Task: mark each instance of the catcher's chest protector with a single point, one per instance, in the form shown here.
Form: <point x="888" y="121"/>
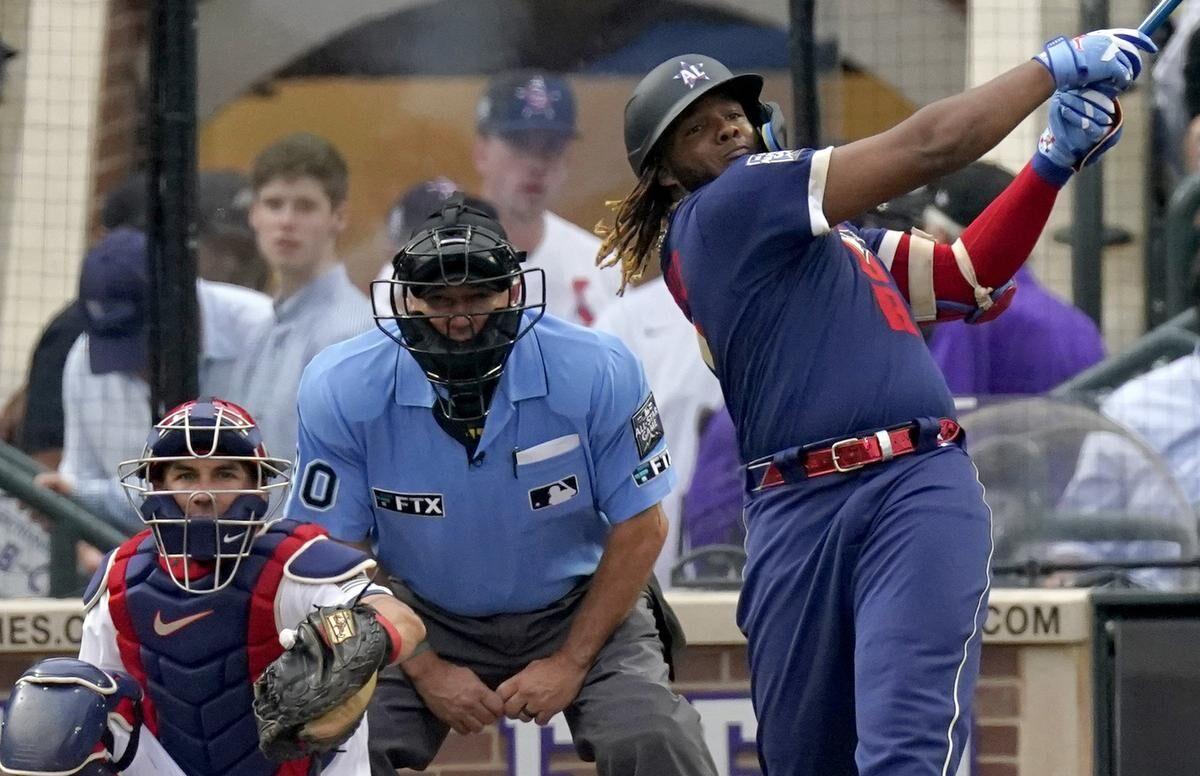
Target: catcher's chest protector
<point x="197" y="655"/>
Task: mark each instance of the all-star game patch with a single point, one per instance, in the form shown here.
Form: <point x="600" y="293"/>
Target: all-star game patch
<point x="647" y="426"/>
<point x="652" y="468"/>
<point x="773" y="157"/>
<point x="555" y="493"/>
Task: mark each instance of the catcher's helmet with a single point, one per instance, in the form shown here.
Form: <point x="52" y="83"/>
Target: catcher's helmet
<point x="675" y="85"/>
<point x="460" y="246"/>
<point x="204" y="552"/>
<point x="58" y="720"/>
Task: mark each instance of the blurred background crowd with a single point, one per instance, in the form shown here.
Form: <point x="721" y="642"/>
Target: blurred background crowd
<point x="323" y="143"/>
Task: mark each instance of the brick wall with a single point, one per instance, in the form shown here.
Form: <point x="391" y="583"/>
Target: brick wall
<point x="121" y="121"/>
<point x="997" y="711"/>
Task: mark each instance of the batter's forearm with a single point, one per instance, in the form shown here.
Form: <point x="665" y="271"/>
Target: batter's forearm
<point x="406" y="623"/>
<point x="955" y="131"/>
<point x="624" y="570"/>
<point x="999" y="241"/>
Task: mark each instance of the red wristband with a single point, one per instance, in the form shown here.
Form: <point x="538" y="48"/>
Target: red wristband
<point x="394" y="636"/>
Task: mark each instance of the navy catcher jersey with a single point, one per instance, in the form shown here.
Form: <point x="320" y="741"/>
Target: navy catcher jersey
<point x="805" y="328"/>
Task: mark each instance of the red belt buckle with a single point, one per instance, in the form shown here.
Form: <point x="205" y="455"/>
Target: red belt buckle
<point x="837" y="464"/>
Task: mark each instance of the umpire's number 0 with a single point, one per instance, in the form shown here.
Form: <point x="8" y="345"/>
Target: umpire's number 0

-- -- --

• _Problem_: Go to the line in the listing above that has "Task: mark each instance of the red wristband" in it. Set down that line and each one after it, exactly.

• _Response area_:
Task: mark each instance of the red wristband with a single point, one per instance, in the form shown here.
Form: <point x="538" y="48"/>
Target: red wristband
<point x="394" y="636"/>
Task: mark each instance of the navy catcher jersey with a single point, one per instance, in the form shown here.
Form: <point x="320" y="741"/>
Target: navy catcher jersey
<point x="805" y="328"/>
Task: mark each instance of the red belt buckle with a single point, one per instance, in the form shown here.
Form: <point x="205" y="455"/>
Target: red belt buckle
<point x="837" y="464"/>
Task: mark each instance of the umpire's number 0 with a single point, one per instance, in the form shown here.
Form: <point x="8" y="345"/>
Target: umpire's number 0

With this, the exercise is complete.